## Problem statement
Turn the records below into a JSON list of strings, with one string for each line and blank lines left out.

[Entries for pointing at labeled objects]
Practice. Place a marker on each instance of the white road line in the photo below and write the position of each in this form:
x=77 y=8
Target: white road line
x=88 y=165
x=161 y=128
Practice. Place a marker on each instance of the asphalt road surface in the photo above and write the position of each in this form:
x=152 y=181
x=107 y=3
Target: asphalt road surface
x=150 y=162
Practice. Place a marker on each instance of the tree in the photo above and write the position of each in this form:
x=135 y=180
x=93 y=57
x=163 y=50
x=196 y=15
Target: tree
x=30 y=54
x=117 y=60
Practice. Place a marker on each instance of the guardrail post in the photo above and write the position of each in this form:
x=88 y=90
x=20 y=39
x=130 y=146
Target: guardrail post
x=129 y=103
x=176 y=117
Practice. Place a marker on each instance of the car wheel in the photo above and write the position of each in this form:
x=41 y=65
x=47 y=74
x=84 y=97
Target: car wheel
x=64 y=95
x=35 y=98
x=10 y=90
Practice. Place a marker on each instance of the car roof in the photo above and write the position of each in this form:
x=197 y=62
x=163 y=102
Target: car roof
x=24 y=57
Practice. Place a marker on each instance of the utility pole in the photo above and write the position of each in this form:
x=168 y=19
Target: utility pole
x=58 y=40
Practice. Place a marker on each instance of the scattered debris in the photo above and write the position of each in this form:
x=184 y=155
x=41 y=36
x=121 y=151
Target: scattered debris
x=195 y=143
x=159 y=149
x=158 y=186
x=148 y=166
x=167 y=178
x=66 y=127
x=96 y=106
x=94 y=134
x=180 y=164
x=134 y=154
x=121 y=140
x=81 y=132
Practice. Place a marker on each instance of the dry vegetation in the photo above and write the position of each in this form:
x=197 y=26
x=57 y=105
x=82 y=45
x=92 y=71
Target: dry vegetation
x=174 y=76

## Reply
[
  "Practice. Place a marker on each instance of the white road line in the photo below and write the position of each in this form:",
  "x=77 y=8",
  "Target: white road line",
  "x=88 y=165",
  "x=161 y=128",
  "Practice. Place a marker on each instance of the asphalt road surface in the photo above and write the position of each in this form:",
  "x=152 y=181",
  "x=107 y=3",
  "Target: asphalt road surface",
  "x=150 y=162",
  "Practice. Place a marker on each instance of the tree in the photo above and write the position of each in this form:",
  "x=135 y=180",
  "x=93 y=57",
  "x=163 y=50",
  "x=196 y=15",
  "Target: tree",
  "x=30 y=54",
  "x=117 y=60",
  "Practice. Place a marker on each instance of the guardrail post in the photo above and write the position of each in this form:",
  "x=88 y=90",
  "x=20 y=39",
  "x=130 y=146",
  "Target: guardrail post",
  "x=129 y=103",
  "x=176 y=117",
  "Practice. Place a marker on each instance of the car wheel in the photo above and write the position of each in this form:",
  "x=41 y=65",
  "x=47 y=74",
  "x=84 y=97",
  "Target: car wheel",
  "x=64 y=95",
  "x=35 y=98",
  "x=10 y=90",
  "Practice. Place a marker on each instance of the car roof in the photo above and write the position of each in this form:",
  "x=197 y=62",
  "x=163 y=102",
  "Target: car roof",
  "x=24 y=57",
  "Practice. Place a marker on each instance of the utility pole in the photo above and write the position of each in this form:",
  "x=168 y=19",
  "Target: utility pole",
  "x=58 y=40",
  "Practice. Place a marker on each instance of the scattered debris in the photo above and write the position of each in this form:",
  "x=184 y=155",
  "x=41 y=36",
  "x=121 y=151",
  "Target: scattered debris",
  "x=195 y=143",
  "x=159 y=149",
  "x=158 y=186",
  "x=148 y=166",
  "x=167 y=178",
  "x=66 y=127",
  "x=96 y=106",
  "x=94 y=134",
  "x=180 y=164",
  "x=134 y=154",
  "x=121 y=140",
  "x=81 y=132",
  "Practice. Place a marker on each instance of the dry vegetation in the photo above and write the position of each in this form:",
  "x=197 y=26",
  "x=57 y=105",
  "x=82 y=45",
  "x=92 y=71",
  "Target: dry vegetation",
  "x=174 y=76"
]